# What you will do
Reproduce the rows verbatim, starting with the line that contains "of the painted" and continuing through the last of the rows, both ends included.

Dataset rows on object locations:
══════════════════════════════

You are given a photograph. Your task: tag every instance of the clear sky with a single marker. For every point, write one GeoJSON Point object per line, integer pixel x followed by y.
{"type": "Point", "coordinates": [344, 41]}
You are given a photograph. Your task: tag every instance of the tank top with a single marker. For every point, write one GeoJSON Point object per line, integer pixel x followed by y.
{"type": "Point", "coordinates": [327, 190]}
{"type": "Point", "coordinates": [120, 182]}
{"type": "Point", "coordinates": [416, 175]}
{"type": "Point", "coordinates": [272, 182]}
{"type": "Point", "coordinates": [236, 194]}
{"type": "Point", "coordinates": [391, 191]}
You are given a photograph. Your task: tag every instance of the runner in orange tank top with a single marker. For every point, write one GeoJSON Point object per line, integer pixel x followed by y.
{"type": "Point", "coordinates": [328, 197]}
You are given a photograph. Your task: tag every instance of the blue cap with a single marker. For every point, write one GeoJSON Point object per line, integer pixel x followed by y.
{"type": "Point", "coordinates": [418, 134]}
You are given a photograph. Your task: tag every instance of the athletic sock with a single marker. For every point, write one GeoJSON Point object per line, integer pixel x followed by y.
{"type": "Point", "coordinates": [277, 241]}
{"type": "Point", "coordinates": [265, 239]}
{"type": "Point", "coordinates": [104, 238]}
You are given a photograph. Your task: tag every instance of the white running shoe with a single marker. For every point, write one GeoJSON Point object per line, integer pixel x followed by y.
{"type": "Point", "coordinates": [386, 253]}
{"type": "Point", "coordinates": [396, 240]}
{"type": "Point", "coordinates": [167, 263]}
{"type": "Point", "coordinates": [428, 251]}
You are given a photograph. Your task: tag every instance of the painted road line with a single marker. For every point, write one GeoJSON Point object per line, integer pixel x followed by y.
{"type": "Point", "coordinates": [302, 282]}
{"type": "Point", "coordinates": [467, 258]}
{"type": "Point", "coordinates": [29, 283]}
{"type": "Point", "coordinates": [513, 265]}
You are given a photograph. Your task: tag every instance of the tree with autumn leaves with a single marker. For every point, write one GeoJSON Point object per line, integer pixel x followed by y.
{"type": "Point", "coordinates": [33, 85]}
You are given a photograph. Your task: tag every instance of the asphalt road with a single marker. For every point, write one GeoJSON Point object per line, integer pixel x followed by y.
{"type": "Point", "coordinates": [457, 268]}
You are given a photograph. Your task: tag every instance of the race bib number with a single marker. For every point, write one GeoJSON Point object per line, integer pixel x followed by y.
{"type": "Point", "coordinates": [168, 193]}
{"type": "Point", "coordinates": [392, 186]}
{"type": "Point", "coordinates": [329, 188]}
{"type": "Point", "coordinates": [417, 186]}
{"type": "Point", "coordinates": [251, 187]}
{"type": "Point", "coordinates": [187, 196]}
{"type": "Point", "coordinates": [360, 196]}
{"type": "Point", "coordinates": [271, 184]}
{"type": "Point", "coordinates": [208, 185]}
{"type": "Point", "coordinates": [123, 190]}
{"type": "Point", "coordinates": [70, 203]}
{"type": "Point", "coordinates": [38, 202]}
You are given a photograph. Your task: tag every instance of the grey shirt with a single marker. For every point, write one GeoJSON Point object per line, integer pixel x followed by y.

══════════════════════════════

# In response
You are given a photograph. Your task: tag every instance of the painted road line with a single marker. For every point, write one GeoJSON Point object per line, integer pixel x followed by y.
{"type": "Point", "coordinates": [302, 282]}
{"type": "Point", "coordinates": [467, 258]}
{"type": "Point", "coordinates": [29, 283]}
{"type": "Point", "coordinates": [513, 265]}
You are given a photograph. Your task: tag every instance of the tree with autumn leaves with a single marker. For every point, write one GeoJSON Point object per line, integer pixel x followed by y.
{"type": "Point", "coordinates": [33, 85]}
You are given a photograph. Your task: tag every instance of the asphalt road with a single marker. For every point, write one GeoJSON Point object per line, integer pixel x followed by y.
{"type": "Point", "coordinates": [457, 268]}
You are given a photograph. Your task: tag every instance of the race bib number with a single marker. For every point, write one GeoJSON Point object per line, integer pixel x followed by y.
{"type": "Point", "coordinates": [168, 193]}
{"type": "Point", "coordinates": [392, 186]}
{"type": "Point", "coordinates": [329, 188]}
{"type": "Point", "coordinates": [417, 186]}
{"type": "Point", "coordinates": [251, 187]}
{"type": "Point", "coordinates": [187, 196]}
{"type": "Point", "coordinates": [360, 196]}
{"type": "Point", "coordinates": [271, 184]}
{"type": "Point", "coordinates": [208, 185]}
{"type": "Point", "coordinates": [123, 190]}
{"type": "Point", "coordinates": [70, 203]}
{"type": "Point", "coordinates": [38, 202]}
You are given a photograph. Your task: tag every instance of the grey shirt with a single marker. For every point, write one GeoJSON Point object per line, integer pixel x followed by y.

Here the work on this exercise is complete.